+++ Record excerpts
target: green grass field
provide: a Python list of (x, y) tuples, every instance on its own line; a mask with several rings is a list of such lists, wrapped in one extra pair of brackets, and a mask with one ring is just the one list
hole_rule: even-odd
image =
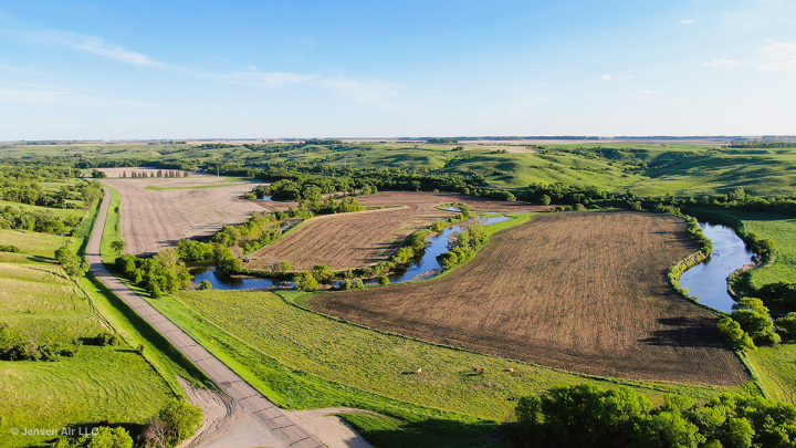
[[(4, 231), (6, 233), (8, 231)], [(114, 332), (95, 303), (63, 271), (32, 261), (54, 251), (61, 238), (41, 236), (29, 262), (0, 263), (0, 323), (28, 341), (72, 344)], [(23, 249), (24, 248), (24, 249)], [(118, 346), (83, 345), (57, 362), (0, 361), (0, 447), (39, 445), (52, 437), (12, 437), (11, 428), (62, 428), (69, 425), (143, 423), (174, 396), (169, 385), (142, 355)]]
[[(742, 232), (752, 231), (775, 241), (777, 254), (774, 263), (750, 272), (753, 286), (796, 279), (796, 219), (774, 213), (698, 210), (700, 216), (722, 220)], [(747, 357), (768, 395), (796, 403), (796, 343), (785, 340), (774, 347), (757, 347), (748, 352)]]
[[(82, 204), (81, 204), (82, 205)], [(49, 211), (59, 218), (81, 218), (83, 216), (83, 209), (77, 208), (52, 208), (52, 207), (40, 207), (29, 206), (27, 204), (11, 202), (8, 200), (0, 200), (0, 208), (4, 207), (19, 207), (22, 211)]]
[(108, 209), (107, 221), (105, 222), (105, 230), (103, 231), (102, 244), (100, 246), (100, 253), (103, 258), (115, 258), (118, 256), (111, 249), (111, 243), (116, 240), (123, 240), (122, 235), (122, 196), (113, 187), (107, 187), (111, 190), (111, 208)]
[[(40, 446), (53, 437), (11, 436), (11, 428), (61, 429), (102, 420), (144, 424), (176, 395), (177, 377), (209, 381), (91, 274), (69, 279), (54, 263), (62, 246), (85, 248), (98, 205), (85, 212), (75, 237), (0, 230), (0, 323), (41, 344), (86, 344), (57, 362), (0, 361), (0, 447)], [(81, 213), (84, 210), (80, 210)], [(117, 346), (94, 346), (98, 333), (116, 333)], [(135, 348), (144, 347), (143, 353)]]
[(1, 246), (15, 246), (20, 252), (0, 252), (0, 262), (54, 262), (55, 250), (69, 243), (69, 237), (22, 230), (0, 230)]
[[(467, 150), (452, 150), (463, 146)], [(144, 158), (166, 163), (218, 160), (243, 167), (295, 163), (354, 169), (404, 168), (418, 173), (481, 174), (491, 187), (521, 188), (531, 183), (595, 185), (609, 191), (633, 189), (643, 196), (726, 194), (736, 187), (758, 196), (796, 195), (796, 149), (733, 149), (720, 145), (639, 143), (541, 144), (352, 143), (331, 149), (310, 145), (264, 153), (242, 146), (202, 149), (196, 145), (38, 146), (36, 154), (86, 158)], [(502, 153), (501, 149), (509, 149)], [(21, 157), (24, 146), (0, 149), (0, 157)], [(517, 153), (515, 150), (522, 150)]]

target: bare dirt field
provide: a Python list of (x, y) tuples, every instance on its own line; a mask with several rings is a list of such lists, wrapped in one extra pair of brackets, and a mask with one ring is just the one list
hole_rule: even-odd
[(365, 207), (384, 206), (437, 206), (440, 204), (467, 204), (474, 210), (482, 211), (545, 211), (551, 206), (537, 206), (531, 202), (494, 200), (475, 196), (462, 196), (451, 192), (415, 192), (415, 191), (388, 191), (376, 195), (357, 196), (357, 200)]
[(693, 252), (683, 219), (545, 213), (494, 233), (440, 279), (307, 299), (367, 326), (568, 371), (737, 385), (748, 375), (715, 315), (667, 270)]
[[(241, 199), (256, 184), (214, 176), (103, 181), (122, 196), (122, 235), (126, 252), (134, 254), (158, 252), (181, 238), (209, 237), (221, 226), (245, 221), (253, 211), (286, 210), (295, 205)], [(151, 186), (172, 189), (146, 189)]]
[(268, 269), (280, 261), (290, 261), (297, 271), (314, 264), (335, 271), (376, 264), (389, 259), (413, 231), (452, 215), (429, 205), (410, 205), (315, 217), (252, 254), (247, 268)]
++++++
+++ Record excerpts
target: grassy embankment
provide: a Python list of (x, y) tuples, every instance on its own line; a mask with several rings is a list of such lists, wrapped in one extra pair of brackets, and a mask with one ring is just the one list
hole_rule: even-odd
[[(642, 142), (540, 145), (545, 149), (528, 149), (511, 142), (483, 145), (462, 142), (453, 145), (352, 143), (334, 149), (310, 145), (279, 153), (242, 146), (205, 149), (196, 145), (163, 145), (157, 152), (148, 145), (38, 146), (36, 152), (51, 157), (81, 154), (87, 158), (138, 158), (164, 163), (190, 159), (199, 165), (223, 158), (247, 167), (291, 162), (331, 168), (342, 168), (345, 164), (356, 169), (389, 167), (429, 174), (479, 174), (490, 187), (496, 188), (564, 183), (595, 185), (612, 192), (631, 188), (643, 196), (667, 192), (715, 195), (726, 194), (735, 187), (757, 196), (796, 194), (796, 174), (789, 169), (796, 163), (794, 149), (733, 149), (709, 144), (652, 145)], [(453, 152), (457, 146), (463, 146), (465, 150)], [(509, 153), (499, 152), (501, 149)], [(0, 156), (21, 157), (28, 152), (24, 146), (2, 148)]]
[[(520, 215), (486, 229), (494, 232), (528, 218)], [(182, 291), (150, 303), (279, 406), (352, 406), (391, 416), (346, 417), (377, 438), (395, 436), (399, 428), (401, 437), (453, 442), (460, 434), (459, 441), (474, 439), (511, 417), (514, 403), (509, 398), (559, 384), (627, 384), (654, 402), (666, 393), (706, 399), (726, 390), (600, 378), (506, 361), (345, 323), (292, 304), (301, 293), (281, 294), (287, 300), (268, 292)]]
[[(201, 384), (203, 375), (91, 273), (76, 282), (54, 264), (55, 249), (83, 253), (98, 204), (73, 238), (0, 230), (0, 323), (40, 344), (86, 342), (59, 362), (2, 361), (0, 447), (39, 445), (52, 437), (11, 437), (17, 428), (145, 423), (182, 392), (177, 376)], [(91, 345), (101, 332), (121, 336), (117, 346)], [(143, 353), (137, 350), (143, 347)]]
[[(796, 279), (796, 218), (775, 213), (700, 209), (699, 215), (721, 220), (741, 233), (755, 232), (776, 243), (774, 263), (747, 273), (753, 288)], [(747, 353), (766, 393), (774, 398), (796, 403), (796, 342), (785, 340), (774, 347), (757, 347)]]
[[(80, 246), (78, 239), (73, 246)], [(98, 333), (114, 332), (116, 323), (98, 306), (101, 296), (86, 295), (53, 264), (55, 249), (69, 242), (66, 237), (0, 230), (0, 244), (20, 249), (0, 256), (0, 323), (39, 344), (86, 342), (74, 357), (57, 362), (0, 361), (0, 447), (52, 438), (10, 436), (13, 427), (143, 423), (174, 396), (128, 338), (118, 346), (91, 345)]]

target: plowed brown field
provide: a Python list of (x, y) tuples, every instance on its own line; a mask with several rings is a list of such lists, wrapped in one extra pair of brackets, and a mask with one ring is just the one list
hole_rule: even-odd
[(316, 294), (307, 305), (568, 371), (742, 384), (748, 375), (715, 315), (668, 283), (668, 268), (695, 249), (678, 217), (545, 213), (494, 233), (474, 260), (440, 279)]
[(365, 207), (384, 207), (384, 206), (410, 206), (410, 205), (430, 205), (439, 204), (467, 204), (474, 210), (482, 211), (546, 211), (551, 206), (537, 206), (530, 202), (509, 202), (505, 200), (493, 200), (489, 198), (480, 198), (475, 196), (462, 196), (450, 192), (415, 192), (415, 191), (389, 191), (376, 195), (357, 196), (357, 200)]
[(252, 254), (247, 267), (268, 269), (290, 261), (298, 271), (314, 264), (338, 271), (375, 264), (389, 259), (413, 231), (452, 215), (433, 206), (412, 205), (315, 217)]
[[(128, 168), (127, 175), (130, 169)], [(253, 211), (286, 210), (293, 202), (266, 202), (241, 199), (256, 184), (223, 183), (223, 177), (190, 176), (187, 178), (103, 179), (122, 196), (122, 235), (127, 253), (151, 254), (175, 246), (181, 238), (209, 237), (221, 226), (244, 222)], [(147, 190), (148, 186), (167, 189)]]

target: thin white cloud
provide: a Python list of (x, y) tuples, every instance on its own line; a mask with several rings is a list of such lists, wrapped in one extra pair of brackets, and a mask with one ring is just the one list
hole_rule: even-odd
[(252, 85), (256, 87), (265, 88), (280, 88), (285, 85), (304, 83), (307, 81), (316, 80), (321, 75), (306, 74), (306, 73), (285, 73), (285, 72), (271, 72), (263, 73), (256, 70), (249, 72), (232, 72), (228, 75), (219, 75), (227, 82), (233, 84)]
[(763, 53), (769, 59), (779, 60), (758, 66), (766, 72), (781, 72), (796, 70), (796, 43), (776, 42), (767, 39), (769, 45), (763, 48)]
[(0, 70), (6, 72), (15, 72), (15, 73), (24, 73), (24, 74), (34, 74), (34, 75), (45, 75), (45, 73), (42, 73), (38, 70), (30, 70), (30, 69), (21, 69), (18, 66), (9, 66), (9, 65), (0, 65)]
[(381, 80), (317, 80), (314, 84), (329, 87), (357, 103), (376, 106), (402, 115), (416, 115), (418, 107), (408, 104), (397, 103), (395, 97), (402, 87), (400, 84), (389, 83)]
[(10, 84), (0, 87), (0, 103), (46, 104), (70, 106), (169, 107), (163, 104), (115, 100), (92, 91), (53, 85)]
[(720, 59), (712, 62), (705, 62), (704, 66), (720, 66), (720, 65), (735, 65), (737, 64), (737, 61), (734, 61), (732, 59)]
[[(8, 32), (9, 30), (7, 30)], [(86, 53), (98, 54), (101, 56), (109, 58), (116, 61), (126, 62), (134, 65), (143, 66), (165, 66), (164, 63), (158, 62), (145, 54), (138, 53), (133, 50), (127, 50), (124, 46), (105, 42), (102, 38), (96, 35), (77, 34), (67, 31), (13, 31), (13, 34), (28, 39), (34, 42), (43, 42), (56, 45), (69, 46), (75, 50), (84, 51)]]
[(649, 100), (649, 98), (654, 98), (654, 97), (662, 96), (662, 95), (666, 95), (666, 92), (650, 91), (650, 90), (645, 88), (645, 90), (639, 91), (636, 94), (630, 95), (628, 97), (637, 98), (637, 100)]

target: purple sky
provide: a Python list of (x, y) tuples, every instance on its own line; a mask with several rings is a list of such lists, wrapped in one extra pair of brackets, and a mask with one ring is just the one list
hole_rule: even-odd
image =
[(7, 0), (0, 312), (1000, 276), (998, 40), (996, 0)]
++++++
+++ Record excerpts
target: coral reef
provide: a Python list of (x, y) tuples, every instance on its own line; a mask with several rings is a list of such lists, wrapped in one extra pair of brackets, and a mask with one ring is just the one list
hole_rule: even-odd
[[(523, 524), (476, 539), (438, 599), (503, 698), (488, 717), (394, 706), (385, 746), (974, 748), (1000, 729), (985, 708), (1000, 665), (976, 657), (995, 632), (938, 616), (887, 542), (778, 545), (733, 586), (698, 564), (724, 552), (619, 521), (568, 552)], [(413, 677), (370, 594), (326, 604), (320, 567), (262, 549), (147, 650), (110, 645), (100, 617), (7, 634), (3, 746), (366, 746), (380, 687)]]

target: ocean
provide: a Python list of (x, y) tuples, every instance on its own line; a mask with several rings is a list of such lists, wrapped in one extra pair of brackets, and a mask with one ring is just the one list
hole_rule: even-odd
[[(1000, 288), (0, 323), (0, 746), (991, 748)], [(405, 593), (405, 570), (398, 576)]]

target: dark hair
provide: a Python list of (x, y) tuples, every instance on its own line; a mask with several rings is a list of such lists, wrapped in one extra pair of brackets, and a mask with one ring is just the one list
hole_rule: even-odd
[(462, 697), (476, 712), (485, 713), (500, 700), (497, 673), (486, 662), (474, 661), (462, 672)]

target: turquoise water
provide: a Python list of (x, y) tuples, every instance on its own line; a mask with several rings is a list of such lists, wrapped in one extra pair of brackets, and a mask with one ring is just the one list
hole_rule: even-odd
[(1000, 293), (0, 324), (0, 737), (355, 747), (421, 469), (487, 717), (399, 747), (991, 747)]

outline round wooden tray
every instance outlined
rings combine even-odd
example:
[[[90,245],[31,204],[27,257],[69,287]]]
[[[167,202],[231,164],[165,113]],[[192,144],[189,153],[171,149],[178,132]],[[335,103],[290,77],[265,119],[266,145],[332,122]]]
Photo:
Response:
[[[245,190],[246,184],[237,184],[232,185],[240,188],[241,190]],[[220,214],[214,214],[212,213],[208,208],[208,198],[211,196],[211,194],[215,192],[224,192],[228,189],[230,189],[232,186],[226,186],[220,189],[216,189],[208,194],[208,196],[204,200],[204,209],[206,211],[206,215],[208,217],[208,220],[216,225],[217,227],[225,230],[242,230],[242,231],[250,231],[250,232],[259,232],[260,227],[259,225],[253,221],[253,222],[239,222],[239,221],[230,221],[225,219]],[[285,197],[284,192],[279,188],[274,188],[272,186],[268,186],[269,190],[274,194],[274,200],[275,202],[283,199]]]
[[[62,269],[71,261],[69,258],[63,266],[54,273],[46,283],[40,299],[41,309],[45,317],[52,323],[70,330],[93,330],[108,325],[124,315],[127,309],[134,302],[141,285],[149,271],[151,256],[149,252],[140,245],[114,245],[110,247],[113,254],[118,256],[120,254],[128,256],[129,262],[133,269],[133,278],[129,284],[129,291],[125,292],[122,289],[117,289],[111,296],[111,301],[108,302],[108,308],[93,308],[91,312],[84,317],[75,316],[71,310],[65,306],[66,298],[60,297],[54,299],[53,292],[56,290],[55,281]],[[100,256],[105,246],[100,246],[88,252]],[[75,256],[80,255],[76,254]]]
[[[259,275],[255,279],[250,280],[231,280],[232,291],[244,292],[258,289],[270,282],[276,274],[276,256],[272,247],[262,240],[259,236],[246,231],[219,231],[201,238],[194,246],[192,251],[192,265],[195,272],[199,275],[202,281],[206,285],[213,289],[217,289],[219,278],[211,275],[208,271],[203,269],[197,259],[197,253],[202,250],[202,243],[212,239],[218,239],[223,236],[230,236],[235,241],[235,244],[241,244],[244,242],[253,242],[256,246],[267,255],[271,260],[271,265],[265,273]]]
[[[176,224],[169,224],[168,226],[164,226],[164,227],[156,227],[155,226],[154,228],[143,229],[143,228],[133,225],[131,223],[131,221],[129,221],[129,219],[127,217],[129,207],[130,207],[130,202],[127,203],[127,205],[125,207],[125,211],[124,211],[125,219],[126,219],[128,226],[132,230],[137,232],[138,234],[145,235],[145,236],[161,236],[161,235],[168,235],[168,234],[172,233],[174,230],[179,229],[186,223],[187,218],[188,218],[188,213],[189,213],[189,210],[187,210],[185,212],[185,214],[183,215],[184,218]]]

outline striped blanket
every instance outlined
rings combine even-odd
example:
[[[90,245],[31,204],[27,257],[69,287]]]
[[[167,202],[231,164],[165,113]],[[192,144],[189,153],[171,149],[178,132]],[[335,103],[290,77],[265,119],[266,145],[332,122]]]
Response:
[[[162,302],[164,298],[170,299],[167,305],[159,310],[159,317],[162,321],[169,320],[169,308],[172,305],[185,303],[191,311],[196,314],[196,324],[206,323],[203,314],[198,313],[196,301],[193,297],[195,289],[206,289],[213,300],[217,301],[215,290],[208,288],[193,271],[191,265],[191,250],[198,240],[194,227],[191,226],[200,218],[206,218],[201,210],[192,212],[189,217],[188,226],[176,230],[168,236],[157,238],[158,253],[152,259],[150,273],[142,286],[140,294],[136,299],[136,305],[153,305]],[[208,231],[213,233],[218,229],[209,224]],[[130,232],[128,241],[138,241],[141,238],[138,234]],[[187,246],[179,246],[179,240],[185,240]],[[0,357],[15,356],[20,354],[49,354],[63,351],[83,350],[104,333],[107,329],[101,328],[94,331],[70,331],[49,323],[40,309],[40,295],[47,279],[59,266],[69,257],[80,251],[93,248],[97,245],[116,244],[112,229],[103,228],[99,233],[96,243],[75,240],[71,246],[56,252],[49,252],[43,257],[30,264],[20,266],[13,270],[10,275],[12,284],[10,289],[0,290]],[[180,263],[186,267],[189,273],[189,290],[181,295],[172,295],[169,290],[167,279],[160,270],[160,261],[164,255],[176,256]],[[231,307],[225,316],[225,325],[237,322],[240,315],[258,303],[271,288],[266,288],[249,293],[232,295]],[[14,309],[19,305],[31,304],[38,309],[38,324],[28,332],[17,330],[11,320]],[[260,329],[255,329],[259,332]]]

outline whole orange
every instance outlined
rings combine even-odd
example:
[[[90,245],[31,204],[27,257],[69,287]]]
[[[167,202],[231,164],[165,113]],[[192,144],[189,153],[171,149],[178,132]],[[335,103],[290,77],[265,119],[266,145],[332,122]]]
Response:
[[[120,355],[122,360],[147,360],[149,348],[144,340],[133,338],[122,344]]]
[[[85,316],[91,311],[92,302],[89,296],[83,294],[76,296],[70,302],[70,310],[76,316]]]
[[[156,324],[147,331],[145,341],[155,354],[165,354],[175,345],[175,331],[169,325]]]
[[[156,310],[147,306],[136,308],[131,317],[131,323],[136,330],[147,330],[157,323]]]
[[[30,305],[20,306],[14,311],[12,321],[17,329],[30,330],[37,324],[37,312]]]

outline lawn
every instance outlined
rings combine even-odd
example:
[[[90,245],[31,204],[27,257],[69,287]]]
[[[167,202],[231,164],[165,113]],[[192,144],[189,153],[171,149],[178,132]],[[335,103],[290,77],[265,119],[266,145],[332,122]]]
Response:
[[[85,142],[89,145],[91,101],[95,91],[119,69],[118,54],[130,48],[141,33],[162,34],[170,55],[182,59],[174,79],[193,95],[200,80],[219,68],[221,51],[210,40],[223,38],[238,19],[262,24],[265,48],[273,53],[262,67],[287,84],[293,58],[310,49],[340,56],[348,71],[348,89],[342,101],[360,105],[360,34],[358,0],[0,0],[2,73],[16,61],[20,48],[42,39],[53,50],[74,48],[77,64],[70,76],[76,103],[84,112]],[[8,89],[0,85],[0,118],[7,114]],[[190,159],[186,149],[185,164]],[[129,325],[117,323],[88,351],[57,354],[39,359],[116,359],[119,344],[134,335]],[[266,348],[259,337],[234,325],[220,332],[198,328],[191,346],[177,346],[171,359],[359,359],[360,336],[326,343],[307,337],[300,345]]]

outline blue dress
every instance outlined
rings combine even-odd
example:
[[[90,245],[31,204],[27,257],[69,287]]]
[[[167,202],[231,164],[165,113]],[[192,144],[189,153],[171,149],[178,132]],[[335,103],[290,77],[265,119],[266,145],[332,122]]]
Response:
++++++
Requirement:
Reprint the part of the listing that opens with the line containing "target: dark hair" and closes with the line containing "747), (991, 747)]", shifting every coordinate in its outlines by adding 12 to each number. Keep all other lines in that span, requests included, unchanged.

Task output:
target: dark hair
provide: a Python list of (x, y) tuples, every instance on its own line; a mask with several rings is a list of such lists, wrapped in one extra pair of brackets, and a mask with one ring is just the one list
hole_rule: even-odd
[(474, 709), (488, 724), (497, 725), (512, 712), (509, 685), (498, 674), (486, 673), (474, 684)]

target: turquoise water
provide: a Python list of (x, y) tuples, every instance on its own line; a mask with several rings is a list of such lists, wrapped in one extra pair of brackets, and a mask with one ring is just the one list
hole_rule: even-odd
[(1012, 305), (12, 336), (12, 749), (367, 759), (433, 481), (499, 729), (411, 759), (1003, 759)]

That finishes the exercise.